Work instructions: Reproduce the lines of the listing below verbatim, beginning with the line that contains "We need ground-truth boxes for spanish" and continuing through the line that contains "[479,357,515,392]", and include nothing else.

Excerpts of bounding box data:
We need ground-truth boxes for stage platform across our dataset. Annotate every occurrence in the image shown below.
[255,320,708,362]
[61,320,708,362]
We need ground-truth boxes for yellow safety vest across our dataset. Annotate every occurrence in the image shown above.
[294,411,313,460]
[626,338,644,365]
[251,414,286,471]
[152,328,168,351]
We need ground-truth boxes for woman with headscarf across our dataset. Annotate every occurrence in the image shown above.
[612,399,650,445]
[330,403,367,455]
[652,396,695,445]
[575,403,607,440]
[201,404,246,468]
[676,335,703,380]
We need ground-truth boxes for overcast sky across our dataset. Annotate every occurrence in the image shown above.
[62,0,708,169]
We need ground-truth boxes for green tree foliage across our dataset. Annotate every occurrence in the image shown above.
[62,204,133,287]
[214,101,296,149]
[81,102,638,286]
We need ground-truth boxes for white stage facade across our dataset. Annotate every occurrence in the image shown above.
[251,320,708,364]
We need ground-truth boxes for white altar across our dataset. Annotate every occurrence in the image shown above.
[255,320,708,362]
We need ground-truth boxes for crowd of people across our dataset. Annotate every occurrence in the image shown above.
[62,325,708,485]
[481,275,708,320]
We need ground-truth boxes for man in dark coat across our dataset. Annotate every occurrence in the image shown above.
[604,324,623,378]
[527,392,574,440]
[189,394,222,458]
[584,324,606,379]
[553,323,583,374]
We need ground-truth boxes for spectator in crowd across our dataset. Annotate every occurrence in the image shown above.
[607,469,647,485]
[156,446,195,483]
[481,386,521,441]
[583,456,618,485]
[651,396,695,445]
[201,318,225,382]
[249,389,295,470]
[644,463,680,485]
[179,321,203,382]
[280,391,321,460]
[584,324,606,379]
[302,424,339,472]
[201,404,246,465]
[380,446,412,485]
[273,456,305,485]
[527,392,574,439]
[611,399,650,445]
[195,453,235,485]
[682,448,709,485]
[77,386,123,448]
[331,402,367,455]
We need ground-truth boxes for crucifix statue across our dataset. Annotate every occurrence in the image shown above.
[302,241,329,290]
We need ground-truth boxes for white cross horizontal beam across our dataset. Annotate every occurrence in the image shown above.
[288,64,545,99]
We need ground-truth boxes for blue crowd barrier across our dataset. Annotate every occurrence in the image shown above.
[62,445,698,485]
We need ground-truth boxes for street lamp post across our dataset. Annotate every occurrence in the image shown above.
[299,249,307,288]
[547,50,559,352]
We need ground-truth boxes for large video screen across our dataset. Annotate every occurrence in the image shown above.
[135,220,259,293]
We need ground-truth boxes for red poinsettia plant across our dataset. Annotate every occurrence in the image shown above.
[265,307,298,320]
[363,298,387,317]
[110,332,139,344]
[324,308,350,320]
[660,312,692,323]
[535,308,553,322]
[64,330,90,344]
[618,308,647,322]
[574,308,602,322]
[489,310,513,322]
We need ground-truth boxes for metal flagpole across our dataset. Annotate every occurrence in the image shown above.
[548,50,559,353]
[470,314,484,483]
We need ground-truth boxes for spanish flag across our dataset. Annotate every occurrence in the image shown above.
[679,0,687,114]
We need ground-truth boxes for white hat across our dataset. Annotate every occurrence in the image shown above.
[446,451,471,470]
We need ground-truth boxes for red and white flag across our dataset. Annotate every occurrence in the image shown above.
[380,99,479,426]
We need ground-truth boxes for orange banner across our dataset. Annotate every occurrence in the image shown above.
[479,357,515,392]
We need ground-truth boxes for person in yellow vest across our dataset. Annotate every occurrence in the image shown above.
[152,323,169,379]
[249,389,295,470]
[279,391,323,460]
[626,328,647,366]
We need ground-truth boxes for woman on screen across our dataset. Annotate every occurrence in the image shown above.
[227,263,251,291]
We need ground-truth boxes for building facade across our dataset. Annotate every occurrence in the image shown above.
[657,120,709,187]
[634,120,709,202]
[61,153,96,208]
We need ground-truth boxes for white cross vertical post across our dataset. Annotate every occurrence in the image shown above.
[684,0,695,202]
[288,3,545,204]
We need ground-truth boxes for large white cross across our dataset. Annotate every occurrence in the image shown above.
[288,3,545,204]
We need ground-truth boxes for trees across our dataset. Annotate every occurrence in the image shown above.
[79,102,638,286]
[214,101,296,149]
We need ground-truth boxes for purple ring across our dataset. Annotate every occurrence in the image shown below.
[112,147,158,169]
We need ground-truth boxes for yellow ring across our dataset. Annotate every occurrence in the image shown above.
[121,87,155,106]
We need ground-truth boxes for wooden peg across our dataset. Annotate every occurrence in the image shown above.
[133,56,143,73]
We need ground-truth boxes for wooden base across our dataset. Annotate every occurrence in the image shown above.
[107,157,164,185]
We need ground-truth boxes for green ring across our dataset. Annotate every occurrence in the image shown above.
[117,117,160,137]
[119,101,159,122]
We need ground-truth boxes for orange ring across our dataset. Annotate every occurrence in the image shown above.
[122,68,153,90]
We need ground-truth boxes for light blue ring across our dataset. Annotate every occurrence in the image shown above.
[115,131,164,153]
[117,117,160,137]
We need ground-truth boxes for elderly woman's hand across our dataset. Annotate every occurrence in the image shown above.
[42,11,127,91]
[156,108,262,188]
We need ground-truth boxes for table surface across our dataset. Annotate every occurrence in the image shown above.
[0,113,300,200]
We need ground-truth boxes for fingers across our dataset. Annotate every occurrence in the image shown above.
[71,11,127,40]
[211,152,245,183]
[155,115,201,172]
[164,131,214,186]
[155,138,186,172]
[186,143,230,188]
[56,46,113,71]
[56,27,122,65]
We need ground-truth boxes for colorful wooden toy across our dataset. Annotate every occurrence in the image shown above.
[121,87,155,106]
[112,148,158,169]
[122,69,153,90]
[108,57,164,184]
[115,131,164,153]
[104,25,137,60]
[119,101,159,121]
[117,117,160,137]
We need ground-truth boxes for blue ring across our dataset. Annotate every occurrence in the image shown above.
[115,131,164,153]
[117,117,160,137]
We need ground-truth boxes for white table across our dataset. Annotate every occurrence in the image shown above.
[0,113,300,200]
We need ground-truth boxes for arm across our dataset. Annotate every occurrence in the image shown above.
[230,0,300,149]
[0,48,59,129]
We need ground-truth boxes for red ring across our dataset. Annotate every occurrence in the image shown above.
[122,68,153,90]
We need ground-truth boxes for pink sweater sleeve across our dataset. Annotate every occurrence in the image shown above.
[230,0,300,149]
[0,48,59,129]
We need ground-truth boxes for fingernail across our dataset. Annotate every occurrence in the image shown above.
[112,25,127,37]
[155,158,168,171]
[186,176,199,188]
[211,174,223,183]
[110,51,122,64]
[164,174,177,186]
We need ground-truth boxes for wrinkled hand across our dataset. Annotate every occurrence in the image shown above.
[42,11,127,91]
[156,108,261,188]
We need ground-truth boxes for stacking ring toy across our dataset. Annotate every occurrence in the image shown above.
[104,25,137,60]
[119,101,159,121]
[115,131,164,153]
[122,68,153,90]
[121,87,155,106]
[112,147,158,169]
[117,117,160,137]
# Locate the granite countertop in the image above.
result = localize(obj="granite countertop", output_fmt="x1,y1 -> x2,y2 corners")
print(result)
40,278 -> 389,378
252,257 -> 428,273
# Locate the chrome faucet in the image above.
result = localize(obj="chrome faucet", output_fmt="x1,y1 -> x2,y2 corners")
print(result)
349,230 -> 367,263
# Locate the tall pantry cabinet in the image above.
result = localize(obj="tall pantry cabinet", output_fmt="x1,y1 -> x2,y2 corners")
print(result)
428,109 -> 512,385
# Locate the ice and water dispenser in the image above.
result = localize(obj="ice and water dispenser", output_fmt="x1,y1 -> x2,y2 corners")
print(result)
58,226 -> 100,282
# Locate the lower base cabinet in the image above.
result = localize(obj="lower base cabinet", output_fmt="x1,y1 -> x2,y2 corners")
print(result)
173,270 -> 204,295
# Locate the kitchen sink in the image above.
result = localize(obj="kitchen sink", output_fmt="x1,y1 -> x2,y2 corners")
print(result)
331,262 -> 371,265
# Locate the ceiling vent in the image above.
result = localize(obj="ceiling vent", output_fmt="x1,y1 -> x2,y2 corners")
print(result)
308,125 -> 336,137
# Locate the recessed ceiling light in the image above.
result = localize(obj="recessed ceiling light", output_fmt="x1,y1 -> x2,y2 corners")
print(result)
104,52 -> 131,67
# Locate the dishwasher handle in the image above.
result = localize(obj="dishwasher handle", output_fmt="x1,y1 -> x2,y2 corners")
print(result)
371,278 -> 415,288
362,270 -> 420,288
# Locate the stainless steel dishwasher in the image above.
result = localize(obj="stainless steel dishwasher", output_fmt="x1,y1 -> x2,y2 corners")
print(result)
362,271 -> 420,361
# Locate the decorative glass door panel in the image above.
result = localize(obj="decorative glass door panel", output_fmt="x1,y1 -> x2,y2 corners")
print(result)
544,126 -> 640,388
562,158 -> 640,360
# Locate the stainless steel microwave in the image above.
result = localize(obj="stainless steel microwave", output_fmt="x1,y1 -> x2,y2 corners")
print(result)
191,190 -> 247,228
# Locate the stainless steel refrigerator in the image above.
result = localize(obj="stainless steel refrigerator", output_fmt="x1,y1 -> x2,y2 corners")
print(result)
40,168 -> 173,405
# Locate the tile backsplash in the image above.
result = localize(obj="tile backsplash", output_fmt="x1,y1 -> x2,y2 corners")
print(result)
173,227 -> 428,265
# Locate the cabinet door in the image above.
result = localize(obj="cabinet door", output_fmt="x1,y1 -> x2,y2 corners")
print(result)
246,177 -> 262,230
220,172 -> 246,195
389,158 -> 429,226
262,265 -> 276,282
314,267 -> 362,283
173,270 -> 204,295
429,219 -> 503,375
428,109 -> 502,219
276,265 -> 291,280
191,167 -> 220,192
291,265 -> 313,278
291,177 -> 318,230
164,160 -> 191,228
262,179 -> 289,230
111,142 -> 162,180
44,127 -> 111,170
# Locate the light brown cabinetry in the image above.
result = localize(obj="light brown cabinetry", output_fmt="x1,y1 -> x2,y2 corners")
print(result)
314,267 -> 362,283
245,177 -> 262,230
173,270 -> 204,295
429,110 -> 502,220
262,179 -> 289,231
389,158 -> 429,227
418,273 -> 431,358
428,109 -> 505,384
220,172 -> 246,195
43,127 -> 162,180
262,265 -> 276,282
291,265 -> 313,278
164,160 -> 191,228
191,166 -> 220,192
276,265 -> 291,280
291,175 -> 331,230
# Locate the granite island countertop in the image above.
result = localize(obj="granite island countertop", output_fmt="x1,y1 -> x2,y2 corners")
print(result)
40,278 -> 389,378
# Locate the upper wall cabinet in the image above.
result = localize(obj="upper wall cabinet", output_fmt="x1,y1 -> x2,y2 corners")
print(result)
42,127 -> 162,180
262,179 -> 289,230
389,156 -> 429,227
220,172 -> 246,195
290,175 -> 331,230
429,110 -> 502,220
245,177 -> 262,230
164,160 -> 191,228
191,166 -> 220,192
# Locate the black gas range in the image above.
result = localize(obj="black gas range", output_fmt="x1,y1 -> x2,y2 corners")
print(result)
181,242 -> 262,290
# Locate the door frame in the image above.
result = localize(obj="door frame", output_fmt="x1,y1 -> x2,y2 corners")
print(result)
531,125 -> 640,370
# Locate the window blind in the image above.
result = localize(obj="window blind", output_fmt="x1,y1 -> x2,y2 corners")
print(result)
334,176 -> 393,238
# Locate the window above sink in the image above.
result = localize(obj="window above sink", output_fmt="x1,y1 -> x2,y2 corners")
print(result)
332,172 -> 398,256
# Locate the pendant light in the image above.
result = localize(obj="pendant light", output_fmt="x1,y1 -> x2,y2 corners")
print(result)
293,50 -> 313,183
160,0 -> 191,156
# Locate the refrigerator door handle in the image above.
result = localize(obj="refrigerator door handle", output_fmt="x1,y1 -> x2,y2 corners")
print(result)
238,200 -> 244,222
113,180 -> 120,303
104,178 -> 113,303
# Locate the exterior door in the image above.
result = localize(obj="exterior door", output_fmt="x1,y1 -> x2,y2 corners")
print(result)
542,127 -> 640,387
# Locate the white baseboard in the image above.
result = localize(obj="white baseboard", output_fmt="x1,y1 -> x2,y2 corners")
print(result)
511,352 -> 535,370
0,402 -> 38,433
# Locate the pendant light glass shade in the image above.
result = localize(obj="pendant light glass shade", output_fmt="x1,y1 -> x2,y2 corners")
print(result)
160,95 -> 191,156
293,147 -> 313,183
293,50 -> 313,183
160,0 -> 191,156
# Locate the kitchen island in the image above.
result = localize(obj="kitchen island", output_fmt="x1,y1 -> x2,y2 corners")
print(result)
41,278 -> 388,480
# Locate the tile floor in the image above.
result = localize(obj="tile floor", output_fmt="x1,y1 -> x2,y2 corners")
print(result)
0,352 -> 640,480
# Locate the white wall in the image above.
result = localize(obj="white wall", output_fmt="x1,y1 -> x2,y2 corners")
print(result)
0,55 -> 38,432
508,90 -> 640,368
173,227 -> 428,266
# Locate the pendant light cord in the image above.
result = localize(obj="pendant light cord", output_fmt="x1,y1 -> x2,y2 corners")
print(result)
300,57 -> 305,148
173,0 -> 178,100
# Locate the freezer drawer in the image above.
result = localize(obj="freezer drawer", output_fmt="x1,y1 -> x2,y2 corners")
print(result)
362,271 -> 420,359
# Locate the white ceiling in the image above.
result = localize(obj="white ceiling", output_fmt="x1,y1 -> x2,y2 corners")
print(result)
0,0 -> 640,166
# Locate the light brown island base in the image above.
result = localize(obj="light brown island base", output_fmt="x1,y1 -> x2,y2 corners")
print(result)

Output of the exercise:
We need ground-truth boxes for spanish flag across our dataset. Annotate every occurrence in the image shown above.
[679,0,687,114]
We need ground-truth boxes for white hat across our dataset. Annotate every occurrence in the image shown above.
[446,451,471,470]
We need ground-truth boxes for red and white flag across our dataset. Annotate every occurrence in the image shown above.
[380,99,479,426]
We need ground-truth boxes for orange banner across our dataset. Annotate every occurrence in the image shown above.
[479,357,515,392]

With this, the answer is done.